How important are baby teeth and what should you do when accidents happen? If your child’s teeth are knocked out before they fall out naturally, there are steps that you should take to preserve both the health of their smile, but also their speech development and more. Read on to learn more!
Before his teenage years, your child will lose all of his 20 baby teeth, but those 20 baby (primary) teeth play an important role in how those 32 permanent teeth come in.
Baby teeth serve as spacers until the permanent teeth are ready to come in. If decay or injury causes them to fall out prematurely, other teeth can come in crooked and trigger overcrowding issues. Baby teeth can pass bacteria to permanent teeth even before they make it through the surface so safeguarding their health is crucial! This decay can also spread via gum tissue and saliva causing other health consequences as well.
Baby teeth help your child chew his/her food thoroughly so food can be processed effectively (and safely). Teeth are made of the hardest substance in the human body – enamel. They tear, cut and grind food so it can be swallowed properly.
Chewing also allows enzymes and lubricants to be released for the digestion process. Different teeth have different functions in the process of chewing. Incisors cut foods when chewing them and the sharper and longer canines tear food.
Food is mashed with the premolars while the tongue moves the food up to our teeth. Without baby teeth in place, the proper chewing, digestion and, ultimately, absorption of nutrients is affected.
Speech sounds coordinate your child’s mouth structures and muscles. Lips, teeth, the tongue, cheeks and vocal tract all take part in speech production. When a tooth is eliminated from the speech production procss, speech results can be affected.
Smiles that are missing teeth before they should can make a child feel different, out of place. Children who lose teeth prematurely due to poor oral hygiene or injury suffer unnecessarily. Our Premier Dentistry of Eagle team educate parents on their child’s teeth so they can remain cavity-free and in place as long as they can.
Baby teeth protect gum tissue from damage that can occur when chewing food. Exposed gum tissue from teeth that have fallen out too soon makes the gums more prone to infection and problems and also puts the permanent teeth, below the gums, at more risk for development problems.

^^^^^^^^^^^^^^^^

| TRY IT |
Repeat word for word the part of the baby teeth text that starts with the words containing "Smiles that are" and ends with "for development problems.".

^^^^^^^^^^^^^^^^

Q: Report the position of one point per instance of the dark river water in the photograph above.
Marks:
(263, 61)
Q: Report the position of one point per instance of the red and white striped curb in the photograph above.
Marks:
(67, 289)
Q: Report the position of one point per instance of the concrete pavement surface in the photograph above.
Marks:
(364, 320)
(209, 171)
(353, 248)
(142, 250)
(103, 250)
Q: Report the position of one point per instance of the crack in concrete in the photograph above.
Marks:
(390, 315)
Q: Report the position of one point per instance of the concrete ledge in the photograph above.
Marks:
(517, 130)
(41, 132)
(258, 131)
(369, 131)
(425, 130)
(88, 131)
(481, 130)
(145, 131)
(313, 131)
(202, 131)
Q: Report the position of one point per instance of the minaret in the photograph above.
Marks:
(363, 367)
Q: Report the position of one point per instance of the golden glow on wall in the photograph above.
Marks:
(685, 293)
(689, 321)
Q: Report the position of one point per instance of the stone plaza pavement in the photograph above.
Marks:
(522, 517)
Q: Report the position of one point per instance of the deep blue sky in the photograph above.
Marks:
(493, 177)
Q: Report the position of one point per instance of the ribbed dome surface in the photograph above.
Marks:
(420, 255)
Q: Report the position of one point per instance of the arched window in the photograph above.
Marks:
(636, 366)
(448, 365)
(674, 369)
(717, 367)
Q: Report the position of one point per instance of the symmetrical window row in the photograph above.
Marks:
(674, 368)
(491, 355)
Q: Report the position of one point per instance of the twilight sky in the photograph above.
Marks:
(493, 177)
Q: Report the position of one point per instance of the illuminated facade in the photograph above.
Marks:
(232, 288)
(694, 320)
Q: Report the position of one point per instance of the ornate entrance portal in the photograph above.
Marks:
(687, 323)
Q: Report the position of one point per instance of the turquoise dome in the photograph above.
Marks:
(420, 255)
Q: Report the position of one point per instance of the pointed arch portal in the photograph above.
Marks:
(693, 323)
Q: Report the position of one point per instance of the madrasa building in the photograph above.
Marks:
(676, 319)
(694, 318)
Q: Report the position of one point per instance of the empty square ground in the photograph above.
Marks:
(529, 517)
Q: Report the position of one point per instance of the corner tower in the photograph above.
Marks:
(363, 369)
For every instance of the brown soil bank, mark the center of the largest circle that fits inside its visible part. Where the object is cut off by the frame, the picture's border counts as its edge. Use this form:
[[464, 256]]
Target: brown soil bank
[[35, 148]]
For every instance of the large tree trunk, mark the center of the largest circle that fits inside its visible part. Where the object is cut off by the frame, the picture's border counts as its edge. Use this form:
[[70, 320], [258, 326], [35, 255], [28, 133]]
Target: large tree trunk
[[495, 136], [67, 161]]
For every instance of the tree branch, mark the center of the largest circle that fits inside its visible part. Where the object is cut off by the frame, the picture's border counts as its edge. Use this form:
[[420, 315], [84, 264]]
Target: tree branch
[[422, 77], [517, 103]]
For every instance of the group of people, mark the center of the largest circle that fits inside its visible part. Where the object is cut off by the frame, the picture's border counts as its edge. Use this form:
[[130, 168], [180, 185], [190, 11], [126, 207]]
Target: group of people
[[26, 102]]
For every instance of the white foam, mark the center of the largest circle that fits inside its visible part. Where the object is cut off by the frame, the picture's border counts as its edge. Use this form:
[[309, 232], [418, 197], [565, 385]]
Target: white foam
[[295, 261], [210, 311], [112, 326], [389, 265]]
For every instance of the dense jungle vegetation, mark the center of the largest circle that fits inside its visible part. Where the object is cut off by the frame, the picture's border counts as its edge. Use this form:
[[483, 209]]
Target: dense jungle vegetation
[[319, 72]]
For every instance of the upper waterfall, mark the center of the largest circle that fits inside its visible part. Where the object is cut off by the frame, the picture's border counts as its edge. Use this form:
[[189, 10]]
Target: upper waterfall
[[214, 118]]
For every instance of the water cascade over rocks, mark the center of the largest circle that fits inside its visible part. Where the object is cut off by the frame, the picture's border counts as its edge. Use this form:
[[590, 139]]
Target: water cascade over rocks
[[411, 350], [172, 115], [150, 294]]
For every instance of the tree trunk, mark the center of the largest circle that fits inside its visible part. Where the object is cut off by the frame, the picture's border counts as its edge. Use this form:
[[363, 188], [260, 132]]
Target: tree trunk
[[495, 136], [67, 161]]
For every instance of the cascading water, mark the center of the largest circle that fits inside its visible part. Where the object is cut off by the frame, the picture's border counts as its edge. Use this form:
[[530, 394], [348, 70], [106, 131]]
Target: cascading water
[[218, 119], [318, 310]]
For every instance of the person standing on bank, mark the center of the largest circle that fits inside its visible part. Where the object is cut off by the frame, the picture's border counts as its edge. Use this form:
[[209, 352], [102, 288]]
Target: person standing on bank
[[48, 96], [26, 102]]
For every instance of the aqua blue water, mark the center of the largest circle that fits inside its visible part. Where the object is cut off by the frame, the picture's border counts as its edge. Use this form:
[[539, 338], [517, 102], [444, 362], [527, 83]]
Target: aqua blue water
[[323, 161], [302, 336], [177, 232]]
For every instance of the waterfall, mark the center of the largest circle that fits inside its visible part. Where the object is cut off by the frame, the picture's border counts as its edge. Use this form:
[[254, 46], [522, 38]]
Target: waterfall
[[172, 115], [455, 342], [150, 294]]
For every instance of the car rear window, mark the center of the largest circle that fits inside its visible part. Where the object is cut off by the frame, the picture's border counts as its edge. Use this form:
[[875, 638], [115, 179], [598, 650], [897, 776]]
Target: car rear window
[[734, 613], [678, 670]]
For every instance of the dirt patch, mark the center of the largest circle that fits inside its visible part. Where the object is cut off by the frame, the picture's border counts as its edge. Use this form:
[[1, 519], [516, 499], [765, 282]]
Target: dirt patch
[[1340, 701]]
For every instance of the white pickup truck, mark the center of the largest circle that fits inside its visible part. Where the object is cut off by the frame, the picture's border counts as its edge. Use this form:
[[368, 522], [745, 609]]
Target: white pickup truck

^^^^^^^^^^^^^^^^

| SOLVED PROBLEM |
Smiles that are missing teeth before they should can make a child feel different, out of place. Children who lose teeth prematurely due to poor oral hygiene or injury suffer unnecessarily. Our Premier Dentistry of Eagle team educate parents on their child’s teeth so they can remain cavity-free and in place as long as they can.
Baby teeth protect gum tissue from damage that can occur when chewing food. Exposed gum tissue from teeth that have fallen out too soon makes the gums more prone to infection and problems and also puts the permanent teeth, below the gums, at more risk for development problems.